Supplied entries ▸

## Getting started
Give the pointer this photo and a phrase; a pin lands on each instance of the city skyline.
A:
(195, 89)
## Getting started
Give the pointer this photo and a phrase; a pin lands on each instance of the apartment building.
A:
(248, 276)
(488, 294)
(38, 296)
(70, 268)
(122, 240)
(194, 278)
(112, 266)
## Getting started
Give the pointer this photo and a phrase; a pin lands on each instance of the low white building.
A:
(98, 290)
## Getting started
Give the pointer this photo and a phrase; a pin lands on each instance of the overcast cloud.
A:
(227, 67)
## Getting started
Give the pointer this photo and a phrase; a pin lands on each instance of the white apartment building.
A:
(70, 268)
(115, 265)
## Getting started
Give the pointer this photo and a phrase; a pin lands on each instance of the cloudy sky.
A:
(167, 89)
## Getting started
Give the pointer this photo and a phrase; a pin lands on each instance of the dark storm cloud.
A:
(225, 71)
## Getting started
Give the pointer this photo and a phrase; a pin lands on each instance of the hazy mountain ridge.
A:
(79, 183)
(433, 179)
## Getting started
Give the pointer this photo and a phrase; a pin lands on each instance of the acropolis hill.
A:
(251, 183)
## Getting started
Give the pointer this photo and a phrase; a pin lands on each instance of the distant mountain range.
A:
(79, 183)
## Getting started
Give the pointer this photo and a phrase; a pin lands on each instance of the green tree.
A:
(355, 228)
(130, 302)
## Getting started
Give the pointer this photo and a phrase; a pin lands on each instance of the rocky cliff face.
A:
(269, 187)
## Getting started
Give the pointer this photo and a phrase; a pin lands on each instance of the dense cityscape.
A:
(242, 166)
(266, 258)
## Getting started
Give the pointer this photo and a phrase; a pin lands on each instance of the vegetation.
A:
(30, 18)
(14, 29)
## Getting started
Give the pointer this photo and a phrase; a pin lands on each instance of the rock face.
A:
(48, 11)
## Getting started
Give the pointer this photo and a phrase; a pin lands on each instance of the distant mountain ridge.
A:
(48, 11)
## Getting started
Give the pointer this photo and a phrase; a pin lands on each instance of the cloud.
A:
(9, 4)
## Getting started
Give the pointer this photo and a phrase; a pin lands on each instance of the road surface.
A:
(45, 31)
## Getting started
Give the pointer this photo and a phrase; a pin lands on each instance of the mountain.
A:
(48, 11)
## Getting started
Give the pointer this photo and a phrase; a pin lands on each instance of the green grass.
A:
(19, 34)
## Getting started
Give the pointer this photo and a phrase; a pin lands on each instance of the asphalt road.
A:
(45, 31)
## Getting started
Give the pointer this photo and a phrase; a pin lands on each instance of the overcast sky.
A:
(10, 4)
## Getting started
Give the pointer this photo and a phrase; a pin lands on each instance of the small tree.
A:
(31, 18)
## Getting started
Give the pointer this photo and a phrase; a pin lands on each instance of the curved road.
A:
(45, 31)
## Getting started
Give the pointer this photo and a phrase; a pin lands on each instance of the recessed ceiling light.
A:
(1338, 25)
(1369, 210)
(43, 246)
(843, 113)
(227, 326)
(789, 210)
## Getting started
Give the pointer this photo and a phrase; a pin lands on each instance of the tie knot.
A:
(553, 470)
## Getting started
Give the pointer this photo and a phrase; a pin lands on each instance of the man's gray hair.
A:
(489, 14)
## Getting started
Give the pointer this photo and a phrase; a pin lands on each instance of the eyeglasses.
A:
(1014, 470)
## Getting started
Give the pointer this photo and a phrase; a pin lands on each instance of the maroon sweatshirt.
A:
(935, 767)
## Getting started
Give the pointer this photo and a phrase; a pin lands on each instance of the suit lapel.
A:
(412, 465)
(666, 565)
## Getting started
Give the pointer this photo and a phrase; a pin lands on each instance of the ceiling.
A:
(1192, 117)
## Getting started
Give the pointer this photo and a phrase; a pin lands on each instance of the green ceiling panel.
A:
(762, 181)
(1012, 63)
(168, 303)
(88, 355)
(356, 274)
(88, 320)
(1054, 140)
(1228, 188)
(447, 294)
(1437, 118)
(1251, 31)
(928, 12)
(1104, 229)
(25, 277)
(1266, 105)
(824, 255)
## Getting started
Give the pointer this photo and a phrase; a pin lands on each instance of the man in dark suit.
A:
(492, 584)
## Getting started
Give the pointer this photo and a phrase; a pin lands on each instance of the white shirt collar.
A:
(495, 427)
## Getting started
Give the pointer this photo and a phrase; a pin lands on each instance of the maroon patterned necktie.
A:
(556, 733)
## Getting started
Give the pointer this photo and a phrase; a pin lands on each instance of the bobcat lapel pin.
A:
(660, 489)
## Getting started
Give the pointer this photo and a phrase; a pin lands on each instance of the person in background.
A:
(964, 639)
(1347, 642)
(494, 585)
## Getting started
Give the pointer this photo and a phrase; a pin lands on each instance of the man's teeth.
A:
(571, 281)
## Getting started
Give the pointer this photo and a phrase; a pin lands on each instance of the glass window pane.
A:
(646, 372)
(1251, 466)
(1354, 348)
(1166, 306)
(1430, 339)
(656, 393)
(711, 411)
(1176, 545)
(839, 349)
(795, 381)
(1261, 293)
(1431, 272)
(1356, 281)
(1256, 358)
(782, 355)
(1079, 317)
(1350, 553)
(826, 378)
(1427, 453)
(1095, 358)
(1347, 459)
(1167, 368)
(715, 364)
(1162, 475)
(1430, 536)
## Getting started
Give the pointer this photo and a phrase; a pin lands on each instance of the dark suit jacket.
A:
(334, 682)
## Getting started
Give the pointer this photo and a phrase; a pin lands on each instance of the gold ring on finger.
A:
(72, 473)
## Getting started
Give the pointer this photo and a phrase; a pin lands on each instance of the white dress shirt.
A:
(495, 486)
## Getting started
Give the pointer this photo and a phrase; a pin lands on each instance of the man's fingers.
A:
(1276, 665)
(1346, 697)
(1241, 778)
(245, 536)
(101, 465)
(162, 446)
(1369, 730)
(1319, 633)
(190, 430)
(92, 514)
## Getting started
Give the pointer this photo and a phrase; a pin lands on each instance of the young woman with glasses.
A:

The problem ▸ Go through the entries above and reproduce each one exactly.

Exercise solution ▸
## Getting started
Give the pointer this photo and a phrase; a pin lands on each instance of the city skyline.
A:
(195, 89)
## Getting started
Give the pointer this photo and a phrase; a pin lands on each instance of the apartment building.
A:
(248, 276)
(488, 294)
(38, 296)
(70, 268)
(122, 240)
(194, 278)
(112, 266)
## Getting started
Give the pointer this photo and a phrase; a pin lands on each instance of the low white building.
A:
(98, 290)
## Getting started
Give the pointer this photo and a phrase; a pin lands on each instance of the overcast cloud.
A:
(227, 67)
## Getting started
Give the pointer this photo and a phrase; a pin lands on each instance of the white apartment building.
A:
(70, 268)
(115, 265)
## Getting started
Give the pointer this photo and a phrase; a pin lands on each instance of the cloudy sky.
A:
(167, 89)
## Getting started
Give the pointer this photo and a phrase; a pin lands on each instance of the dark storm cloud.
A:
(225, 71)
## Getting started
Give the pointer this photo and a phrase; a pin lands on each instance of the hazy mountain ridge.
A:
(79, 183)
(433, 179)
## Getting started
Give the pointer this photo and a phrase; a pin lands on each instance of the acropolis hill.
A:
(251, 183)
## Getting started
Give the pointer this photo and a phrase; a pin lands on each instance of the distant mountain range.
A:
(79, 183)
## Getting started
Give the pointer this photo and a phrase; a pin lands on each instance of the green tree.
A:
(355, 228)
(130, 302)
## Getting started
Give the pointer this photo and a phrase; a pin lands on each instance of the rocky cliff face.
A:
(269, 187)
## Getting started
Give the pointer this photo and a phrase; a pin lands on each instance of the dense cityscape.
A:
(242, 166)
(266, 258)
## Getting started
Give the pointer this photo and a phrase; a pin lands on each instance of the vegetation.
A:
(30, 18)
(14, 29)
## Getting started
Give the pointer this photo and a phrase; a pin lands on each instance of the rock face.
A:
(48, 11)
## Getting started
Give the pointer this photo and a phrase; a pin lands on each instance of the distant mountain ridge.
A:
(48, 11)
## Getting started
Give the pointer this photo and a phrase; a pin lands on each instance of the cloud.
A:
(9, 4)
## Getting started
Give the pointer this photo and a phrase; a pin lands on each instance of the road surface.
A:
(45, 31)
## Getting started
Give the pointer this photo and a phrase; a pin lands on each instance of the mountain.
A:
(48, 11)
## Getting started
Give the pointer this photo and a phrase; a pin lands on each instance of the green grass.
A:
(19, 34)
## Getting started
Give the pointer this photo and a phrase; a pin lands on each instance of the asphalt road.
A:
(45, 31)
## Getting started
Give the pointer this photo and a phrase; a pin lands on each instance of the overcast sky.
A:
(10, 4)
## Getting started
Give the pointer this photo and a phrase; a pin lands on each instance of the small tree.
A:
(31, 18)
## Getting started
Give the pointer this photo and a phrase; a pin lands on each instance of the curved road.
A:
(45, 31)
## Getting started
Give the pointer this photo and a phrase; a pin lands on each instance of the recessed ceiling light.
A:
(1338, 25)
(1369, 210)
(43, 246)
(843, 113)
(227, 326)
(789, 210)
## Getting started
Give the pointer this photo and a phrase; a pin lands on each instance of the tie knot.
A:
(553, 470)
## Getting started
Give the pointer this photo and a phrase; a pin lands on each instance of the man's gray hair.
A:
(489, 14)
## Getting started
Give the pointer this photo and a phrase; a pin lands on each instance of the eyeglasses.
A:
(1014, 470)
## Getting started
Give the pointer this photo and a phrase; a pin lands on each instance of the maroon sweatshirt.
A:
(935, 767)
## Getting started
Give the pointer this photo and a phrase; a pin lands on each instance of the suit lapel.
A:
(412, 465)
(666, 565)
## Getting started
Give the pointer this photo and a phrase; a pin lands on each instance of the ceiling.
A:
(1192, 117)
## Getting started
Give the pointer this photo and a phrase; a pin lands on each instance of the green ceiling panel.
A:
(762, 181)
(1012, 63)
(168, 303)
(88, 355)
(356, 274)
(88, 320)
(1054, 140)
(1228, 188)
(447, 294)
(1437, 118)
(1251, 31)
(928, 12)
(1104, 229)
(25, 277)
(1266, 105)
(824, 255)
## Getting started
Give the pointer this photo and a phrase; a pin lands on each instance of the man in dark suit.
A:
(492, 584)
## Getting started
Give the pointer this photo and a phrase; a pin lands on each instance of the white shirt collar.
A:
(495, 427)
## Getting started
Give the pointer this photo and a phrase; a pin lands on each instance of the maroon patterned necktie.
A:
(556, 733)
## Getting started
Give the pointer this photo and a phrase; a pin lands on each instance of the bobcat lapel pin.
A:
(660, 489)
## Getting started
Give the pointer this photo and a phrase; a pin lands on each instance of the person in background.
A:
(964, 639)
(1347, 642)
(494, 585)
## Getting started
Give the pointer this photo and a phrase; a pin lands on each instance of the man's teeth.
A:
(571, 281)
## Getting started
Give the pointer this photo and a phrase; a pin lands on each instance of the glass window pane.
A:
(646, 372)
(1251, 466)
(1354, 348)
(1166, 306)
(1430, 339)
(656, 393)
(711, 411)
(1176, 545)
(839, 349)
(795, 381)
(1261, 293)
(1431, 272)
(1356, 281)
(1256, 358)
(782, 355)
(1079, 317)
(1350, 553)
(826, 378)
(1427, 453)
(1095, 358)
(1347, 459)
(1167, 368)
(715, 364)
(1162, 475)
(1430, 536)
## Getting started
Give the pointer this photo and a phrase; a pin lands on each instance of the dark suit jacket.
A:
(334, 682)
## Getting started
Give the pointer this photo and a phrase; a pin lands on each instance of the gold ring on finger.
A:
(72, 473)
## Getting started
Give the pointer this photo and a phrase; a pin lands on each instance of the white dress shirt.
A:
(495, 486)
## Getting started
Give the pointer this photo and a phrase; a pin lands on each instance of the man's fingers.
A:
(1276, 665)
(1346, 697)
(1241, 778)
(245, 536)
(101, 465)
(162, 446)
(1369, 730)
(1319, 633)
(190, 430)
(92, 514)
## Getting started
Give the pointer this photo and a phrase; a pin lands on each instance of the young woman with glasses.
A:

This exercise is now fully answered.